→ **THE TASK**: Edit the listing lines starting at the one containing "like x=411 y=621." and ending at the one containing "x=266 y=395". Output only those lines, with "nose" changed to "mouth" and nothing else altered.

→ **PROVIDED DATA**:
'''

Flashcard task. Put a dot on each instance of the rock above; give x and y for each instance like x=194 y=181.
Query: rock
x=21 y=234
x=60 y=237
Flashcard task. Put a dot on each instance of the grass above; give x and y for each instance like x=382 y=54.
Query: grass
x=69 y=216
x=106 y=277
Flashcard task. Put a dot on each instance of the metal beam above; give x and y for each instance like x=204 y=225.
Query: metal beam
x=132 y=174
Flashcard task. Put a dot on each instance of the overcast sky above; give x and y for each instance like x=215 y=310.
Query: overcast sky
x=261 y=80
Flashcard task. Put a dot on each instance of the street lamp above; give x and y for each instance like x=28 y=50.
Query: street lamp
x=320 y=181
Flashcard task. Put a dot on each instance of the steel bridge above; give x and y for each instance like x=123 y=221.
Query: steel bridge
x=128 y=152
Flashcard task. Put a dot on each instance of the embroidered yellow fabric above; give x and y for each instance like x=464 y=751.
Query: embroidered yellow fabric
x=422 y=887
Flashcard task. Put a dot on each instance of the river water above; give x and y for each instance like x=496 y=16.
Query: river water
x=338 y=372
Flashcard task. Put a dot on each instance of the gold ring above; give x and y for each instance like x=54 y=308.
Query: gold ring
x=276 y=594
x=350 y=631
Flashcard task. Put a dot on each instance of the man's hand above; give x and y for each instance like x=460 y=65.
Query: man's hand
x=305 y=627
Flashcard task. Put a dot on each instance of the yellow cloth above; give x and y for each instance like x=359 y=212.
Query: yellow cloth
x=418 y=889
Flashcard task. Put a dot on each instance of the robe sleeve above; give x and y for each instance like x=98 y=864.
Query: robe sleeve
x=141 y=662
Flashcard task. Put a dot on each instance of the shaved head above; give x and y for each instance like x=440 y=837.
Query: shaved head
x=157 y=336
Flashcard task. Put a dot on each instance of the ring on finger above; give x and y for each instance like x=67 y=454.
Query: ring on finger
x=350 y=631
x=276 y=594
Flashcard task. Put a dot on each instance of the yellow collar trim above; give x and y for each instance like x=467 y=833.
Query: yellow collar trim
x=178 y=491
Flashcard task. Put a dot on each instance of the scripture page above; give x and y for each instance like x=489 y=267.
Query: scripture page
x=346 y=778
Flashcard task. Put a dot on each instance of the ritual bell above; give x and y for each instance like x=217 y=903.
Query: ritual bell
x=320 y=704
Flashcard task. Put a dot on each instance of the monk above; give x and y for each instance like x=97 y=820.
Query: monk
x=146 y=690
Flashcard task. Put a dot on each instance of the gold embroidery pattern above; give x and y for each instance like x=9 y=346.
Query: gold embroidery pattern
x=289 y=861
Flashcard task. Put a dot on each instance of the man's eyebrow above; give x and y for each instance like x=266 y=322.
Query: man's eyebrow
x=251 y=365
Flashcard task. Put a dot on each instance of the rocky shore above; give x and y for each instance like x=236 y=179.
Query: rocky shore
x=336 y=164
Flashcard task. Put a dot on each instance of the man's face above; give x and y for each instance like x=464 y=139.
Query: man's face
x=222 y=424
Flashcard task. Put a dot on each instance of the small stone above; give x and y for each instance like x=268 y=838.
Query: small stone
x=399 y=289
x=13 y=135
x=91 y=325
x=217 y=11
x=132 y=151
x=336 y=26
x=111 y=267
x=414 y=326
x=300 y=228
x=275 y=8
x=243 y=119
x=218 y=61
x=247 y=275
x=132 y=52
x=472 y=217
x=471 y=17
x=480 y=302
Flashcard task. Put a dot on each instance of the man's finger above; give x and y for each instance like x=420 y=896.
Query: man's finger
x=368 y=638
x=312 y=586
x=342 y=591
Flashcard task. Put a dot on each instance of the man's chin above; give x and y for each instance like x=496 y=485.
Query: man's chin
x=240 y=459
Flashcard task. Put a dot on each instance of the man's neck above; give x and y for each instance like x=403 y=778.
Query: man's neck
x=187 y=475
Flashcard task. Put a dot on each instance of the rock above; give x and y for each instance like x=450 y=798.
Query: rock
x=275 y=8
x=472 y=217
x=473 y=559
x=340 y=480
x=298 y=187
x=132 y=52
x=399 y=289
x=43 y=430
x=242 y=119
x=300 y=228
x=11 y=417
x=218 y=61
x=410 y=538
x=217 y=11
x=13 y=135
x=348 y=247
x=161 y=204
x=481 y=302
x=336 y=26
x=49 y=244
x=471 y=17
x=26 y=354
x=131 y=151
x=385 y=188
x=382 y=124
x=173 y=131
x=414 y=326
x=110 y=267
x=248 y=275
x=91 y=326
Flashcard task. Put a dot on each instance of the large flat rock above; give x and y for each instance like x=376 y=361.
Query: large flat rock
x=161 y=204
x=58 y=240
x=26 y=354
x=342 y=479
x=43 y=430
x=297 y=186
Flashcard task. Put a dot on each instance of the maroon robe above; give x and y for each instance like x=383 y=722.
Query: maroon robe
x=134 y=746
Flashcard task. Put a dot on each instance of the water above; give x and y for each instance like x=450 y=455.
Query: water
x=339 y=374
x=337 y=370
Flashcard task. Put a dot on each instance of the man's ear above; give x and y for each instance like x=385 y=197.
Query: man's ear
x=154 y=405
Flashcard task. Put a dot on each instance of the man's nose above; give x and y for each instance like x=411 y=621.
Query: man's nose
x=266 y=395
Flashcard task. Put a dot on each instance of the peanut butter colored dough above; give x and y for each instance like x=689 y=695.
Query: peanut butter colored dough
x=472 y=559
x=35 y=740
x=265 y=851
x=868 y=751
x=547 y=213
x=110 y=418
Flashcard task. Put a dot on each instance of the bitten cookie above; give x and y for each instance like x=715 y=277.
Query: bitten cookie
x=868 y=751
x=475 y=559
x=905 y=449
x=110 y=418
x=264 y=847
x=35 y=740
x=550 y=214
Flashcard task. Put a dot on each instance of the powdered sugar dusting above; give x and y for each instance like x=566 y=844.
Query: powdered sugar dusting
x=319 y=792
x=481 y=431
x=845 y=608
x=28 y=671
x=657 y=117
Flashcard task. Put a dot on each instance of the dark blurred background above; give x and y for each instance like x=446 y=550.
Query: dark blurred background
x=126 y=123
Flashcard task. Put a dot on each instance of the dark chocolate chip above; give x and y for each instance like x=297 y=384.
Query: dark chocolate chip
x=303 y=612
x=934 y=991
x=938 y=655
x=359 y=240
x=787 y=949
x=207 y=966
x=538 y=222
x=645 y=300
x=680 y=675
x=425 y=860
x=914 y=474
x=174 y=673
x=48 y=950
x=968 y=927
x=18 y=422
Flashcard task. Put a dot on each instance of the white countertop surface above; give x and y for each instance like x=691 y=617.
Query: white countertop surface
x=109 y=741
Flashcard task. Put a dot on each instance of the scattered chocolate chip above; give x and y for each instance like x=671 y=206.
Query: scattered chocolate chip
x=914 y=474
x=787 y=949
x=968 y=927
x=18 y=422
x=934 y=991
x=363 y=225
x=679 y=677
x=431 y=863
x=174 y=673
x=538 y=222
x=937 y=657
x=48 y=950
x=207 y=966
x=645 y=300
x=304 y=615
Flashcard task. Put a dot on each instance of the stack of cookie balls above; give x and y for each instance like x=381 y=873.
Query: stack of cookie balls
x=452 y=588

'''

→ **TASK RESULT**:
Flashcard task. Put a dot on each instance of the man's mouth above; give x and y for each instance like x=411 y=621.
Query: man's mouth
x=266 y=395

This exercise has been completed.